SOURCE RECORDS:
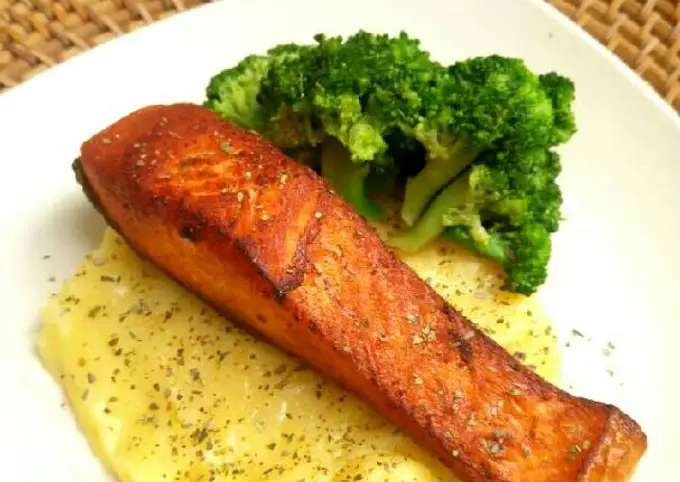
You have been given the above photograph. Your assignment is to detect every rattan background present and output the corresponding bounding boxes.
[0,0,680,111]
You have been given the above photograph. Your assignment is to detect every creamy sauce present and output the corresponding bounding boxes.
[38,230,559,482]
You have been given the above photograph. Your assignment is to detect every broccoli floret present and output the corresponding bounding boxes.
[207,32,445,219]
[205,55,270,129]
[401,55,553,226]
[389,148,562,294]
[206,32,575,293]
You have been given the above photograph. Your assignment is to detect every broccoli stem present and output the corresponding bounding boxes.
[442,226,508,266]
[401,140,478,226]
[387,173,469,253]
[321,139,385,221]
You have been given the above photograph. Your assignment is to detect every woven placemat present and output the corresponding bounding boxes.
[0,0,680,111]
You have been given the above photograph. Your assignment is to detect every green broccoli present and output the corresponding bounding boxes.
[389,148,562,294]
[206,32,575,293]
[206,32,445,220]
[401,55,554,226]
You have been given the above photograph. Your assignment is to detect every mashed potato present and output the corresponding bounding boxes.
[38,230,559,482]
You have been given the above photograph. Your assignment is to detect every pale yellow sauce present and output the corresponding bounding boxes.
[38,230,559,482]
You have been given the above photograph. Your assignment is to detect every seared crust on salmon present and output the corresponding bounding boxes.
[75,104,646,482]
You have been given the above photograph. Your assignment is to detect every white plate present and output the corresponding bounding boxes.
[0,0,680,482]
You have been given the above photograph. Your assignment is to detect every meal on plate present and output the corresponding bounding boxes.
[39,32,646,482]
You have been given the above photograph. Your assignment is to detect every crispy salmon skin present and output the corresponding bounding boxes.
[75,104,646,482]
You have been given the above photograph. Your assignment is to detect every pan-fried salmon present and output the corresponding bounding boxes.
[74,104,646,482]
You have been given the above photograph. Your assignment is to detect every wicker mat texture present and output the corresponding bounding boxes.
[0,0,680,111]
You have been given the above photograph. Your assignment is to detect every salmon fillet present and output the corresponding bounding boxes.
[74,104,646,482]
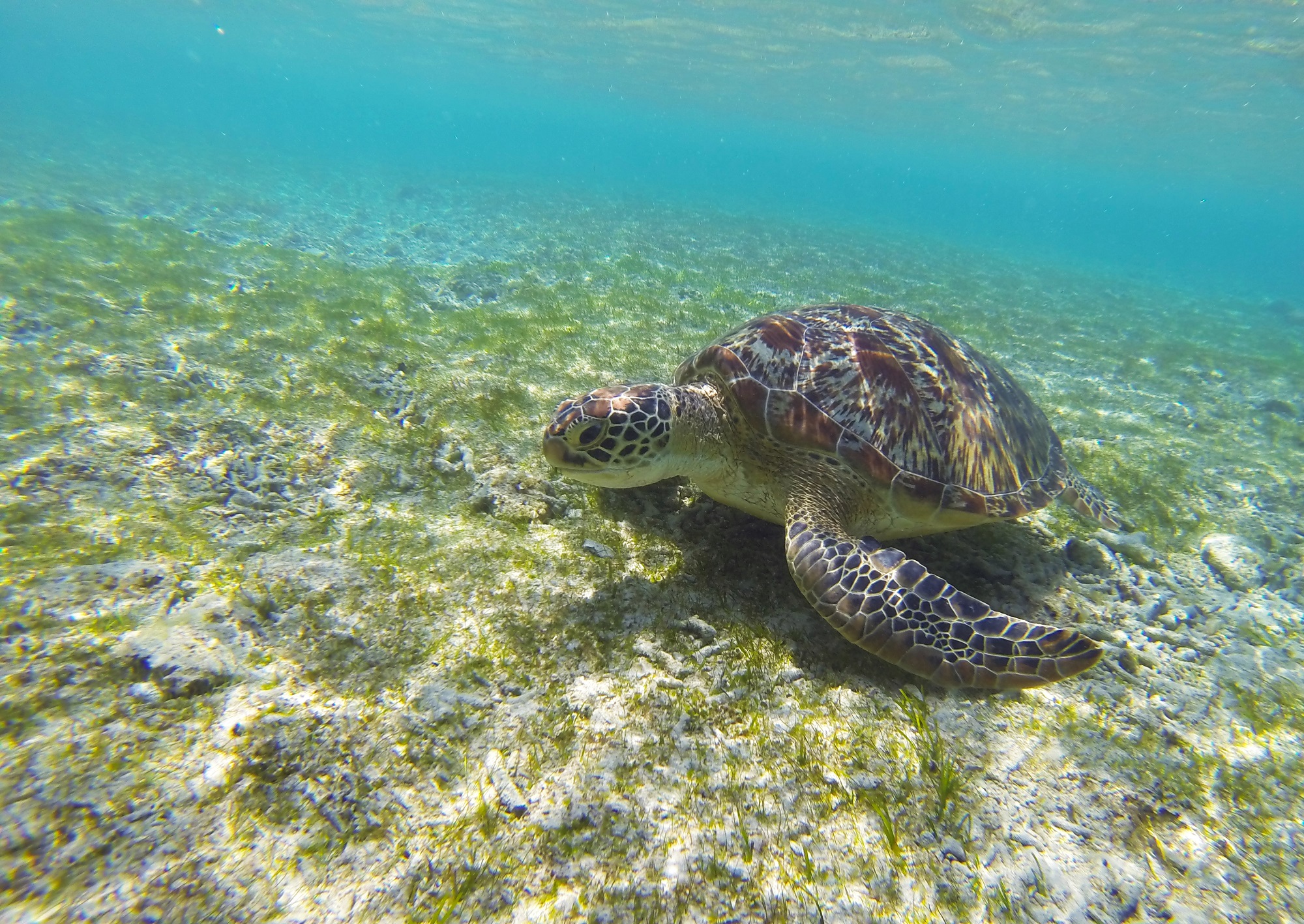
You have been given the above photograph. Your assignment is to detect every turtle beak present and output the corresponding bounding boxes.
[544,434,585,470]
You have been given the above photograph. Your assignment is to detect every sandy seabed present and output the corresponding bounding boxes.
[0,132,1304,923]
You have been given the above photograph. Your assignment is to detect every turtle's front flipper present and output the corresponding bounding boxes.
[786,514,1101,689]
[1060,466,1123,530]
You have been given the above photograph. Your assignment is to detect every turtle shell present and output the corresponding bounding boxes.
[675,304,1067,518]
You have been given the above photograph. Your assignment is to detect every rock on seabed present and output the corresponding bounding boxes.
[1200,533,1264,590]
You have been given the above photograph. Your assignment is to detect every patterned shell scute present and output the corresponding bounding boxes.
[675,304,1065,509]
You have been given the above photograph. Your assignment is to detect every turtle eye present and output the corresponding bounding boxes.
[576,423,605,447]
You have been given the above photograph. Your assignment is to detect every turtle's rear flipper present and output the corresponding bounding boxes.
[786,514,1101,689]
[1060,466,1123,530]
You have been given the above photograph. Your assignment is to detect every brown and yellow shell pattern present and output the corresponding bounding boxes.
[675,304,1068,520]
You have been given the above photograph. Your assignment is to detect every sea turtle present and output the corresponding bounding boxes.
[544,304,1119,689]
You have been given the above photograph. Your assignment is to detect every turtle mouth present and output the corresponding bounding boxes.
[544,436,589,471]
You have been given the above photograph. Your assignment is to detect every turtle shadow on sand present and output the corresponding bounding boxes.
[589,479,1073,697]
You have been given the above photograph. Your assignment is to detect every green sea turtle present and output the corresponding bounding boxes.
[544,304,1119,689]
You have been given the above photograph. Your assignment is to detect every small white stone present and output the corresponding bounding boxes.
[1200,533,1264,590]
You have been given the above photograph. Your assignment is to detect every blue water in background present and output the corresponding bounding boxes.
[0,0,1304,300]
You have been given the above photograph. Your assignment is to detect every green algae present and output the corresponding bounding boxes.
[0,198,1299,920]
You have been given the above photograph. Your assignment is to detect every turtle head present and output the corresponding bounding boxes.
[544,385,679,488]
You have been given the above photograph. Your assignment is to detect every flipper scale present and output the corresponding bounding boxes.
[786,516,1101,689]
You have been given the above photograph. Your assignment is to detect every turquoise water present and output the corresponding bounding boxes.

DESCRIPTION OF THE TASK: Copy every record above word for word, leaving out the pictures.

WRITTEN RESPONSE:
You have been given the above photograph. Your assignment is to detect every rattan background present and output the corresponding bounding boxes.
[0,0,680,111]
You have been given the above photograph. Your assignment is to detect every creamy sauce present and output the corresponding bounding boxes.
[38,230,559,482]
You have been given the above photograph. Your assignment is to detect every broccoli floret present and output the corresponding bounding boxes.
[207,32,445,219]
[205,55,270,129]
[401,55,553,226]
[389,148,562,294]
[206,32,575,293]
You have been given the above photograph. Your assignment is to detect every broccoli stem present and output the corresponding bounding boxes.
[442,226,508,266]
[401,140,478,226]
[387,173,469,253]
[321,139,385,221]
You have been given the above photograph. Your assignment is to detect every woven placemat present and output the corresponding bounding boxes.
[0,0,680,111]
You have been given the above photograph. Your assignment is to detect every green broccoli present and output the corresponding bounding boxes.
[389,148,562,294]
[206,32,575,293]
[206,32,445,220]
[401,55,554,226]
You have been given the above photograph. Your assignment is to detect every mashed potato present and output the corresponding bounding boxes.
[38,230,559,482]
You have been given the above photograph. Your assignment is to detect every pale yellow sauce present and output the corresponding bounding boxes.
[38,230,559,482]
You have been given the above photograph. Your assignment is to detect every seared crust on salmon present and output the corresponding bounding boxes.
[75,104,646,482]
You have been given the above photograph. Your assignment is to detect every white plate present and output the corresponding bounding boxes.
[0,0,680,482]
You have been given the above photograph. Your assignment is to detect every meal on plate present and output the corresponding bounding boxes.
[39,32,646,482]
You have been given the above photograph. Your assignment is to detect every crispy salmon skin present and output the corresponding bounding boxes.
[75,104,646,482]
You have been given the above photograph. Your assignment is to detect every pan-fried salmon present and output the corresponding bounding boxes.
[74,104,646,482]
You have been given the above photograph. Your assignment is to detect every wicker mat texture present and output the corresponding bounding boxes.
[0,0,680,111]
You have been given the above photograph. Your assignment is to detect every salmon fillet present and output the corresponding bounding boxes.
[74,104,646,482]
You have been given the above photograph. Your assignment is to detect every turtle beak present and output the corresponding bounding boxes.
[544,434,585,470]
You have been given the above photograph. Your assignment is to detect every sandy seabed present and output the corresponding bounding boxes.
[0,132,1304,923]
You have been given the above photograph. Your assignment is to detect every turtle's front flipper present and output the corresponding bounding boxes.
[786,514,1101,689]
[1060,466,1123,530]
You have been given the above photograph. Your assignment is to detect every turtle shell present and output the corresponding bounding boxes.
[675,304,1067,518]
You have been given the above photograph. Your assignment is to detect every rock on seabed present and output the corresponding bounding boxes.
[1200,533,1264,590]
You have been given the above photograph. Your assignment is to detect every patterned shell scute present and output the corresponding bounding boxes.
[675,304,1065,509]
You have been given the above photograph. Your assignment is to detect every turtle eye present and output the corresponding bounding boxes.
[576,423,605,447]
You have been given the above photograph. Your assignment is to detect every turtle's rear flipper present and output the corresponding bounding boxes.
[786,514,1101,689]
[1060,466,1123,530]
You have been given the above photograph. Your assignment is to detect every brown and yellow shell pattern present and output the corresponding bounding boxes.
[675,304,1068,520]
You have been given the above photograph. Your assignment is to detect every sea turtle present and output the corresponding bounding boxes.
[544,304,1119,689]
You have been given the above photograph. Your assignment is to detect every turtle mouth present and output the corresponding bounding boxes.
[544,436,589,471]
You have been given the above photograph. Your assignment is to detect every turtle shadow on sand present and output the corresponding bounding boxes.
[589,479,1073,697]
You have been given the above photograph. Your assignment is to detect every green sea turtle present and output the corresponding bounding boxes.
[544,304,1119,689]
You have been given the above photograph. Your assignment is to detect every small white stone present and output the corresponding bounding boxes.
[1200,533,1264,590]
You have been given the above photograph. Your assignment is to detect every blue water in background present and output the corresponding bounding boxes.
[0,0,1304,300]
You have been given the above photograph. Your assignment is to detect every green algae present and output the corresponding bounding boxes.
[0,198,1299,920]
You have been given the above photograph. Your assignment is to detect every turtle head present and output the corresponding bounding boxes.
[544,385,679,488]
You have been given the above photograph. Your assignment is to detect every flipper scale present and output the corresponding bounding boxes.
[786,516,1101,689]
You have been given the above photograph. Your assignment is to detect every turquoise water present and output the corresponding bounding boxes.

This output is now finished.